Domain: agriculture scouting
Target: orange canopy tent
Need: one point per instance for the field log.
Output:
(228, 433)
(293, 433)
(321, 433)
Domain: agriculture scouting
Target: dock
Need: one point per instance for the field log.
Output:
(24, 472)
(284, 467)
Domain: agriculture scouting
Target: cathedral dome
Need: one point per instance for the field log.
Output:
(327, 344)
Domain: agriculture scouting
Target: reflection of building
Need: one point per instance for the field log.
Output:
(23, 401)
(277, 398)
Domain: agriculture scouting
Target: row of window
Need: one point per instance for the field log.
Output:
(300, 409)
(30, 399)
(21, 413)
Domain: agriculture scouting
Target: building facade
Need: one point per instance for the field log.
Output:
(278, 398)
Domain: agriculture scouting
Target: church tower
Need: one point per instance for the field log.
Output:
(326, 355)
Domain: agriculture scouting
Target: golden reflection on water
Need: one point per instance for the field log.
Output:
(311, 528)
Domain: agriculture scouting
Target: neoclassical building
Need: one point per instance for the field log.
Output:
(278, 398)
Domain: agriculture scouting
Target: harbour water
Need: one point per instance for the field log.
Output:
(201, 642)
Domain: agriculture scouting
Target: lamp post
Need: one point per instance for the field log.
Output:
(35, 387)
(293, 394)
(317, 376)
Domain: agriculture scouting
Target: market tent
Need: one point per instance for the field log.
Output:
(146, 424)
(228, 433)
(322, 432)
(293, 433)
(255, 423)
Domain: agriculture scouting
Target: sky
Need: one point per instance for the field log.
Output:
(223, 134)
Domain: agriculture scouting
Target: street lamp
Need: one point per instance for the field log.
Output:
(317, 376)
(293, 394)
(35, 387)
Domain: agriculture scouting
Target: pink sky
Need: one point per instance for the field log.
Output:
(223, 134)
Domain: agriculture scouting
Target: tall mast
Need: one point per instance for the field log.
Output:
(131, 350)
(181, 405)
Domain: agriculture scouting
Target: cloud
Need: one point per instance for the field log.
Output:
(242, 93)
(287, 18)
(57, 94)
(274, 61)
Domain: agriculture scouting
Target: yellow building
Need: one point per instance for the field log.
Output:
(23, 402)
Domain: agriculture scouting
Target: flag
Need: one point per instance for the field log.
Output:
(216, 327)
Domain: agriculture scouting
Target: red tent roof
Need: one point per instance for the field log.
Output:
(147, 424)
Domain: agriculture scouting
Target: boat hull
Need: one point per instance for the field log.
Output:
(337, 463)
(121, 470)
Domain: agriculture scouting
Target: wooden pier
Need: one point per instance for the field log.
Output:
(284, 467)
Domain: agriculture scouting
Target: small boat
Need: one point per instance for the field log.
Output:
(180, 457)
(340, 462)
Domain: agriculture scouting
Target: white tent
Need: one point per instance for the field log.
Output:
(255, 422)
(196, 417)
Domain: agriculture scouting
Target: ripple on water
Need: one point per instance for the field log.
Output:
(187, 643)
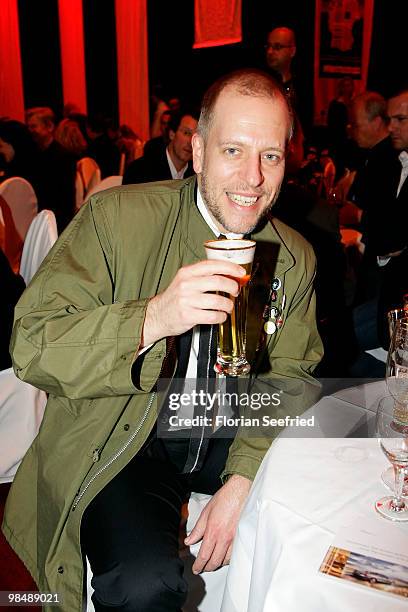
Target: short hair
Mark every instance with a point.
(246, 82)
(400, 92)
(374, 105)
(43, 113)
(176, 117)
(70, 137)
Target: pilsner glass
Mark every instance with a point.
(231, 358)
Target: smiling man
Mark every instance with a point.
(125, 299)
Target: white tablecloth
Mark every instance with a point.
(305, 490)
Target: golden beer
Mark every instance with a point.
(231, 358)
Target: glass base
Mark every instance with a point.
(237, 368)
(383, 507)
(389, 480)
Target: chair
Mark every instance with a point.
(106, 183)
(40, 238)
(88, 175)
(21, 411)
(22, 202)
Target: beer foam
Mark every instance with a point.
(239, 251)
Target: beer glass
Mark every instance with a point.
(231, 358)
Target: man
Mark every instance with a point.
(372, 191)
(156, 144)
(100, 326)
(102, 134)
(280, 51)
(56, 168)
(395, 277)
(166, 162)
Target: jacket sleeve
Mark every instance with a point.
(70, 337)
(291, 361)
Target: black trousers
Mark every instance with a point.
(130, 530)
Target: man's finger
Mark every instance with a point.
(217, 557)
(204, 554)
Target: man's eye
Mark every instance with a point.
(273, 157)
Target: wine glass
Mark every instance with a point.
(392, 434)
(396, 376)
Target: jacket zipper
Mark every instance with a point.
(118, 453)
(115, 456)
(208, 374)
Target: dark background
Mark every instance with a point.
(175, 68)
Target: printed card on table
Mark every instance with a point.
(370, 554)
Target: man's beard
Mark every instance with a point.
(210, 199)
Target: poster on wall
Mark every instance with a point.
(342, 49)
(341, 38)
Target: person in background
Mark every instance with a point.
(103, 148)
(55, 183)
(171, 161)
(371, 190)
(17, 151)
(338, 120)
(280, 50)
(129, 145)
(70, 137)
(395, 262)
(155, 145)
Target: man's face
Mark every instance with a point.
(6, 151)
(398, 126)
(240, 167)
(280, 50)
(180, 141)
(40, 131)
(363, 131)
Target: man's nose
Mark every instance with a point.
(251, 171)
(392, 125)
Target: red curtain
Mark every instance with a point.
(342, 48)
(11, 80)
(217, 22)
(133, 80)
(72, 53)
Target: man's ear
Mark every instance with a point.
(197, 144)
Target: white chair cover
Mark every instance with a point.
(39, 240)
(106, 183)
(88, 175)
(22, 201)
(21, 411)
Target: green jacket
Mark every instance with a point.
(77, 331)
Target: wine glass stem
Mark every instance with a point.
(397, 503)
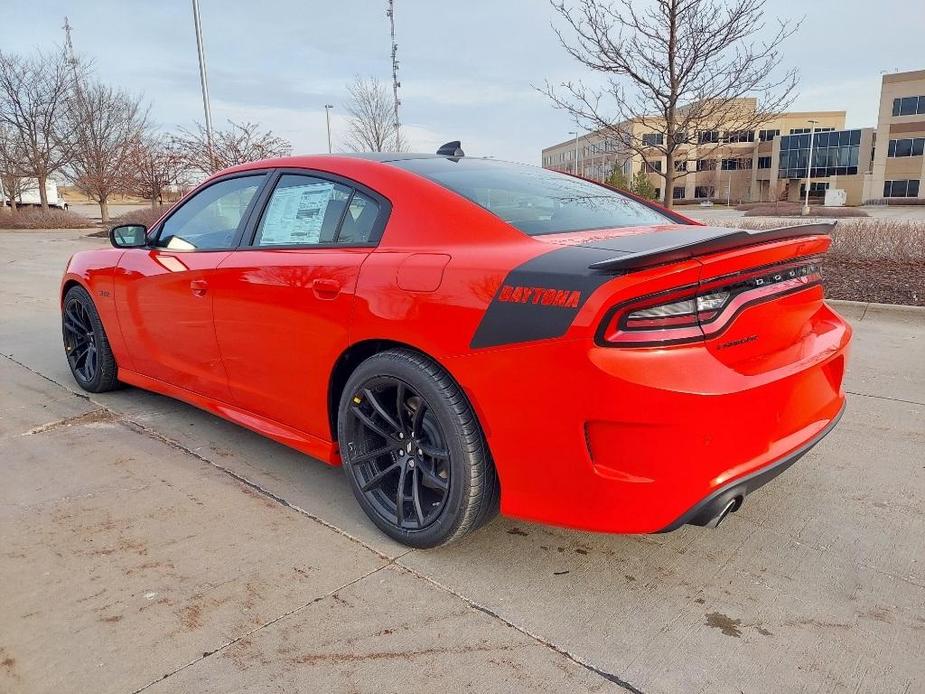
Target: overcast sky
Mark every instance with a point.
(467, 66)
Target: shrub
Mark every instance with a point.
(42, 219)
(147, 216)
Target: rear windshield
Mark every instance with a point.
(536, 201)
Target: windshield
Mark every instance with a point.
(535, 200)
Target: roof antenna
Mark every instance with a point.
(451, 149)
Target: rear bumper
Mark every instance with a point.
(706, 511)
(634, 440)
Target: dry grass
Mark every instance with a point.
(794, 209)
(42, 219)
(147, 216)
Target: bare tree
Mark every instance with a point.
(108, 123)
(12, 163)
(33, 101)
(372, 117)
(239, 143)
(156, 165)
(698, 71)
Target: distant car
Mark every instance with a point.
(454, 330)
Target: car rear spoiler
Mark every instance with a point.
(639, 251)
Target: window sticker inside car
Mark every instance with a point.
(295, 214)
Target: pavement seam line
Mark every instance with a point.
(147, 431)
(156, 435)
(609, 676)
(226, 645)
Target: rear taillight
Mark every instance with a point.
(692, 313)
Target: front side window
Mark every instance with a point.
(535, 201)
(212, 218)
(309, 211)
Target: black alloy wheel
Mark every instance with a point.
(80, 342)
(404, 470)
(413, 451)
(85, 343)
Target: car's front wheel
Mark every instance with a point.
(85, 343)
(413, 450)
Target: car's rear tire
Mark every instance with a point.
(85, 343)
(424, 476)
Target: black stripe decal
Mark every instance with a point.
(538, 300)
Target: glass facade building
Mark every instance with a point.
(835, 153)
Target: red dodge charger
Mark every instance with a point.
(464, 334)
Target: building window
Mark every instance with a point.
(906, 147)
(835, 153)
(736, 164)
(816, 189)
(909, 105)
(901, 189)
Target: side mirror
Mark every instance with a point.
(129, 236)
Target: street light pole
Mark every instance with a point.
(203, 80)
(809, 164)
(327, 118)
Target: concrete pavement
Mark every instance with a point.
(147, 545)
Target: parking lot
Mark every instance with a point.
(146, 545)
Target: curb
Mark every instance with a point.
(860, 310)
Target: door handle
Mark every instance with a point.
(325, 288)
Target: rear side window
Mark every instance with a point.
(536, 201)
(210, 219)
(308, 211)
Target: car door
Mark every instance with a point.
(283, 300)
(163, 294)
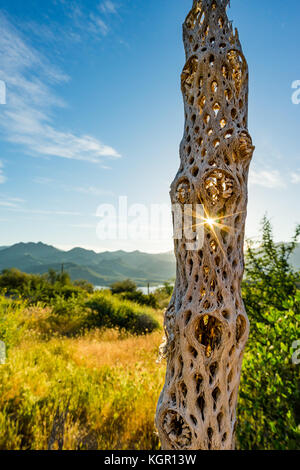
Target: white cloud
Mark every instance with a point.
(266, 178)
(2, 177)
(92, 190)
(108, 7)
(295, 177)
(97, 24)
(27, 119)
(11, 202)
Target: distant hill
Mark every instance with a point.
(97, 268)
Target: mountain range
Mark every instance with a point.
(98, 268)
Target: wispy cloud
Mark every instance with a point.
(2, 177)
(270, 179)
(91, 190)
(295, 177)
(27, 119)
(11, 202)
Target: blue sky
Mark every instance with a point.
(94, 111)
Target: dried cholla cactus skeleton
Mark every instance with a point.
(206, 324)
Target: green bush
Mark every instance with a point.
(268, 411)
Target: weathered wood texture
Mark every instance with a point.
(206, 324)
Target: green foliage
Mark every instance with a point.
(268, 411)
(11, 325)
(111, 312)
(163, 295)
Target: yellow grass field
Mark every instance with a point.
(97, 391)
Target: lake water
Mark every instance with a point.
(143, 289)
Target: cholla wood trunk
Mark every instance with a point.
(206, 324)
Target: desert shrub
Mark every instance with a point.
(12, 323)
(268, 411)
(111, 312)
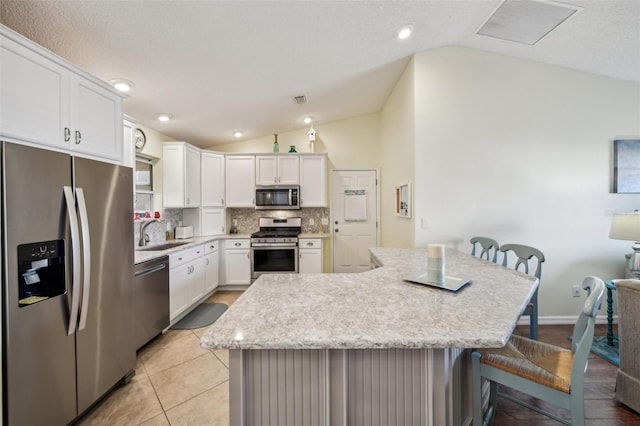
# # # # # # #
EXERCISE BRIEF:
Copy the entries from the line containing "Target: green bush" through the end of the entries, replacing "Mark" with "Label" and leaving everything else the same. Omit the pictures.

RESPONSE:
Target: green bush
Label every instance with a point.
(268, 411)
Target: weathered wood texture
Label every instance with a point.
(206, 324)
Target: green foliage
Label every instance with a point.
(268, 411)
(11, 325)
(111, 312)
(163, 295)
Target: yellow grass field
Label every instance with a point.
(97, 391)
Target: lake water
Label every instance with a point.
(143, 289)
Target: cholla wood trunk
Label every instance with a point.
(206, 324)
Target: desert shrub
Label every instance with a point.
(12, 323)
(268, 411)
(111, 312)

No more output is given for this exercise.